**What you need to do**.
Tally the lines in the rows below that contain the string "roof", with case counting, and reply with only that number.

**Stored records**.
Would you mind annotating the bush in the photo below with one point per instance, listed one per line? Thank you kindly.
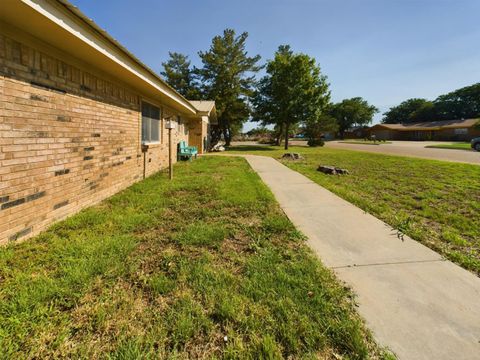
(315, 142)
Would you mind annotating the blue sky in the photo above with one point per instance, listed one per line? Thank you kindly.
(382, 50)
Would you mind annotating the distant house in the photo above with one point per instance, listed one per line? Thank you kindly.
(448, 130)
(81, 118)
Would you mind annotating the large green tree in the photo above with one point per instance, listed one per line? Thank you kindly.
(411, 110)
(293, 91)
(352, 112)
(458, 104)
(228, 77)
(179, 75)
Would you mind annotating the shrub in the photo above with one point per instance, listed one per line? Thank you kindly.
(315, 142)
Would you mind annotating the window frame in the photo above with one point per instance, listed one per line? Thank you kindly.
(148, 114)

---

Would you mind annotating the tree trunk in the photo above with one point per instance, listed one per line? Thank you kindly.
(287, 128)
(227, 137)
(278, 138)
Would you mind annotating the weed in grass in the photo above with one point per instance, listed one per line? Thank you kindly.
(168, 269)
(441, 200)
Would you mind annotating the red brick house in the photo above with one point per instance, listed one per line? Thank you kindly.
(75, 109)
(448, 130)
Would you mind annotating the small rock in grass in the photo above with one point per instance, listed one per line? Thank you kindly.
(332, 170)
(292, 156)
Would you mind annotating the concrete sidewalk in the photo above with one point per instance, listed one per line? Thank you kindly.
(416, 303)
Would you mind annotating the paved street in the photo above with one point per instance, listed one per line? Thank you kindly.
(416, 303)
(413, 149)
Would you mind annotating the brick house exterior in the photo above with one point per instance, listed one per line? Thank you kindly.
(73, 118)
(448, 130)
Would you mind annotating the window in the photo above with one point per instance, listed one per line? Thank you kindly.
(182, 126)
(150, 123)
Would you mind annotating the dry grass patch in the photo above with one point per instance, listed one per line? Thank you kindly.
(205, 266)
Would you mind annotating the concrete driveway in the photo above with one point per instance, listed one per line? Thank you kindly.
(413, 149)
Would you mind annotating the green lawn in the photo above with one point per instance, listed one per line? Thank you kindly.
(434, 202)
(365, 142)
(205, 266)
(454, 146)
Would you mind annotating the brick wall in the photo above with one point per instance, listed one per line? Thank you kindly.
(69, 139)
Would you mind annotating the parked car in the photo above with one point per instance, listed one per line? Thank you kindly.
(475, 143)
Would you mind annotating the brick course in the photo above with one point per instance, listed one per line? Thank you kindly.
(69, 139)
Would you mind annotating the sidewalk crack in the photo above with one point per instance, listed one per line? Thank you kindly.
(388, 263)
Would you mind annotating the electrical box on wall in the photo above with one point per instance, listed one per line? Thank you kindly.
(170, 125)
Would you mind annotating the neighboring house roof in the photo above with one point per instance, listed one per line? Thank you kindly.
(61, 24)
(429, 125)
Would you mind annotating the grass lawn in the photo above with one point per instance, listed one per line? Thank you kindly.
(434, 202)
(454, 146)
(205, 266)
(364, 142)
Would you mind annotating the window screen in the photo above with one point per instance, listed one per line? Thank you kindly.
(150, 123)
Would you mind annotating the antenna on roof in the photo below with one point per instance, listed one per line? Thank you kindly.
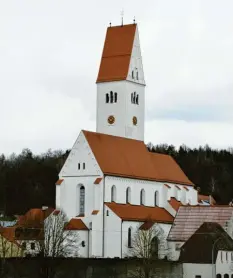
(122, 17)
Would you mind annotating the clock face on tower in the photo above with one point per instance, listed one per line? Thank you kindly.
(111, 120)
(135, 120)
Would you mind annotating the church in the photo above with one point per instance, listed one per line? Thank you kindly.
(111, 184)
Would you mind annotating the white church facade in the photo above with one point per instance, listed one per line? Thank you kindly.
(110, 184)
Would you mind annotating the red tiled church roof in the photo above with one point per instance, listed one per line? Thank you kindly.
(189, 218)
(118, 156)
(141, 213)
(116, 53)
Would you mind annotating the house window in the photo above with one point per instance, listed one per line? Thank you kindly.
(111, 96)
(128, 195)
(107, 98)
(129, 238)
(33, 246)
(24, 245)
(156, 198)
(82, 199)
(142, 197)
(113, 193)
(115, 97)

**Solved problem**.
3